→ **ZADANIA DO WYKONANIA**:
1) Oceń, czy poniższe stwierdzenia zgadzają się z fragmentem. Przy każdym odpowiedz „tak” lub „nie” i przytocz dosłownie rozstrzygające słowa fragmentu. (a) Shiru położyła na stoliku kartkę z podobizną Adalberta. (b) Ilianowi narysowany herb przypominał herb rodziny Pelst. (c) Shiru wiedziała, że Ilian zrozumiał zdanie na kartce.
2) Proszę streścić fragment w dwóch zdaniach.
3) Przepisz dokładnie część fragmentu od słów "Post autor: Shiru" do słów "wyraźnie znudzonego anioła.", włącznie z nimi.

→ **FRAGMENT DO PRZECZYTANIA**:
• • •
Ostatni BastionProblematyczna sprawa sir Adalberta Ekswygnańca

Kraina Górskiej Twierdzy, jedynym zamku jaki pozostał po Wielkiej Wojnie. Tutaj spotkać Cię może wszystko, napotkasz na swojej drodze złodziei i hulaków, ale także nadobne panny i dostojnych rycerzy. Pamiętaj jednak że jedyną osoba której możesz ufać jesteś Ty sam.
Awatar użytkownika
Shiru
Szukający Snów
Posty: 157
Rejestracja: 7 lat temu
Rasa: Człowiek
Profesje:
Kontakt:

Post autor: Shiru »

Zadziwiona kompletnym brakiem reakcji zgromadzonych w karczmie Shiru aż przystanęła. Zapomniała nawet o strachu i zdenerwowaniu. Po chwili uśmiechnęła się do siebie, czując, że podoba jej się tu coraz bardziej. "Oprócz tych opryszków, i tego że nikogo tutaj nie znam, to w sumie nie jest tak źle..." Poza tym, znała Iliana. Ośmielona tymi myślami, już spokojniejszym krokiem ruszyła w stronę wyraźnie znudzonego anioła.

Stanąwszy obok jego stolika, położyła na blacie lekko pomiętą kartkę z podobizną Adalberta, którą miętosiła przez cały czas, kiedy błądziła po mieście.

- Masz może pojęcie, co oznaczają te napisy? I czy znasz ten herb? - braku przyborów do pisania zakreśliła jego kształt jedynie palcem po stole.
Awatar użytkownika
Ilian
Szukający Snów
Posty: 161
Rejestracja: 7 lat temu
Rasa: Anioł Światła
Profesje:
Kontakt:

Post autor: Ilian »

Ilian najpierw zobaczył na rysowany herb, ciężko było mu zgadnąć po samym rysowaniu, jednak z pewnością narysowany herb do złudzenia mu przypominał bardzo charakterystyczny herb rodziny Pelst.

- Chodzi ci o rodzinę Pelst? - zapytał niepewnie, ale raczej był przekonany, że znaki, które pokazała dziewczyna odnosiła się do tego herbu. Następnie wziął kartkę i spojrzał na jej napis. Chwilę ją trzymał, po czym odstawił ją na stolik. - Po co ci te informacje? - zapytał ponownie, Shiru nie wiedziała, czy niebianin zrozumiał to zdanie na kartce, czy też jest mu całkowicie obce...
• • •
→ **ZAPISANE DANE**:
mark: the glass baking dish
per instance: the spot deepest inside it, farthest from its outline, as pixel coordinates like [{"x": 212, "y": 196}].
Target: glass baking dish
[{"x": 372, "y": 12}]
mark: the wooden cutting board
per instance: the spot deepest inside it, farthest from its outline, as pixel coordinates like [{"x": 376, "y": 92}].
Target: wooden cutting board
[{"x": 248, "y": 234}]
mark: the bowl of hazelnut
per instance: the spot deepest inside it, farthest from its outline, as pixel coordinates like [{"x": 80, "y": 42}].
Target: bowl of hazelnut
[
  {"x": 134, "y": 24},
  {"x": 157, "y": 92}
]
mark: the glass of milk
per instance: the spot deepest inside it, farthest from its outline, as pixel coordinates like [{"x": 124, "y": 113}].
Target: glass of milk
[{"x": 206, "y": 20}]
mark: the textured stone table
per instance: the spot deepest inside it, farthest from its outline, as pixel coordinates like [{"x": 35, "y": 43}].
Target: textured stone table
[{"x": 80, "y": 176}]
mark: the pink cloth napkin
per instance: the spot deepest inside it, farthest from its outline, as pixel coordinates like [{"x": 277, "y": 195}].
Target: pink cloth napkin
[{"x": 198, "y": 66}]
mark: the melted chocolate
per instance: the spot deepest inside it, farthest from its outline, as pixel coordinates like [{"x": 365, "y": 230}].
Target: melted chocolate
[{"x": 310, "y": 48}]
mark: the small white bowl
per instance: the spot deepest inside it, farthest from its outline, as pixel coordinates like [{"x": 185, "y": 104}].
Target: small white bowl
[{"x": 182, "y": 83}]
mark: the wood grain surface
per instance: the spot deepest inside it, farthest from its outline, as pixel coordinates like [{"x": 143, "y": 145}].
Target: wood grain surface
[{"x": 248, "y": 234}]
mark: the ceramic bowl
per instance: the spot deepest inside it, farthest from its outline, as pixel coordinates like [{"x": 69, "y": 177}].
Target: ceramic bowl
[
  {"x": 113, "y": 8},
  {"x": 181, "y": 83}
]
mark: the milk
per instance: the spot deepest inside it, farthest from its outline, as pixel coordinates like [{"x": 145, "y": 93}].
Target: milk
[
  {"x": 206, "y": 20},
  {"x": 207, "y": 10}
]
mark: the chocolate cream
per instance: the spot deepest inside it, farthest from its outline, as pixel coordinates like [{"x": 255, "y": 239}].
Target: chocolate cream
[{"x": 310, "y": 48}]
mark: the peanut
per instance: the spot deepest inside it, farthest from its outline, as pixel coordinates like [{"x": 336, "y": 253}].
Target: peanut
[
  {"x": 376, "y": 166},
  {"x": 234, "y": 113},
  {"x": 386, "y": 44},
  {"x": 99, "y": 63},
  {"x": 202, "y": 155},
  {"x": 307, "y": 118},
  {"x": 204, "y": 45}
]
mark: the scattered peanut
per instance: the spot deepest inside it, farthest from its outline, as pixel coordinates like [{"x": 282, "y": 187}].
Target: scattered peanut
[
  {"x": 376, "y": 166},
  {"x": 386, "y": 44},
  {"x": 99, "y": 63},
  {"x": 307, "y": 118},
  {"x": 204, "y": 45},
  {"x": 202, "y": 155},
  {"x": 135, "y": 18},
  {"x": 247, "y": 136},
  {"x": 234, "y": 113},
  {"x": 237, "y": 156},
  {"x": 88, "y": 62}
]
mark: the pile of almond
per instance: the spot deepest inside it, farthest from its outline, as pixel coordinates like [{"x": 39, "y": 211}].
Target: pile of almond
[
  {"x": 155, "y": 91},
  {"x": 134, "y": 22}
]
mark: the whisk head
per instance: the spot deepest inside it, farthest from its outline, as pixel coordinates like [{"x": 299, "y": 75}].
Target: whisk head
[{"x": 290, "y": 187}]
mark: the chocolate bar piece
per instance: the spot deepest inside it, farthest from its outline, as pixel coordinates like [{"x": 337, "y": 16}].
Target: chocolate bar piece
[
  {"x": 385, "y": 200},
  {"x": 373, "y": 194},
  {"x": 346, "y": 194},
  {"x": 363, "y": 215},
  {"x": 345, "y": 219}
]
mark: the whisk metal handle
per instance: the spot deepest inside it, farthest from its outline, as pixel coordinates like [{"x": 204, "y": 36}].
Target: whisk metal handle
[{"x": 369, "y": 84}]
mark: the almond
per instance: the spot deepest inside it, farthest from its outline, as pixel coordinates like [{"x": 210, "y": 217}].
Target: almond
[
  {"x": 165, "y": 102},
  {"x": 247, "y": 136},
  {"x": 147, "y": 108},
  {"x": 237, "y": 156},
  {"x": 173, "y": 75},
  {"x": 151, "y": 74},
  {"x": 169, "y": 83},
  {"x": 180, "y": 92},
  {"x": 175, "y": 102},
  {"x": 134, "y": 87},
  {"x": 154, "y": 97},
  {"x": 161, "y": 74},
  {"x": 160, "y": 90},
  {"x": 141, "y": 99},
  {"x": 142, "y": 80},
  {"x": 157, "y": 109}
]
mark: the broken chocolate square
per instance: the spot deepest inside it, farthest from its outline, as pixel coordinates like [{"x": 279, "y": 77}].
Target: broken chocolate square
• • •
→ **WYNIKI ZADAŃ**:
1)
(a) Tak: „położyła na blacie lekko pomiętą kartkę z podobizną Adalberta”.
(b) Tak: „narysowany herb do złudzenia mu przypominał bardzo charakterystyczny herb rodziny Pelst”.
(c) Nie: „Shiru nie wiedziała, czy niebianin zrozumiał to zdanie na kartce”.

2) W karczmie Shiru podeszła do znudzonego anioła Iliana, położyła na jego stoliku kartkę z podobizną Adalberta i zapytała o napisy oraz herb, którego kształt zakreśliła palcem. Ilian uznał, że chodzi o herb rodziny Pelst, obejrzał kartkę i zapytał, po co jej te informacje.

3)
Post autor: Shiru »

Zadziwiona kompletnym brakiem reakcji zgromadzonych w karczmie Shiru aż przystanęła. Zapomniała nawet o strachu i zdenerwowaniu. Po chwili uśmiechnęła się do siebie, czując, że podoba jej się tu coraz bardziej. "Oprócz tych opryszków, i tego że nikogo tutaj nie znam, to w sumie nie jest tak źle..." Poza tym, znała Iliana. Ośmielona tymi myślami, już spokojniejszym krokiem ruszyła w stronę wyraźnie znudzonego anioła.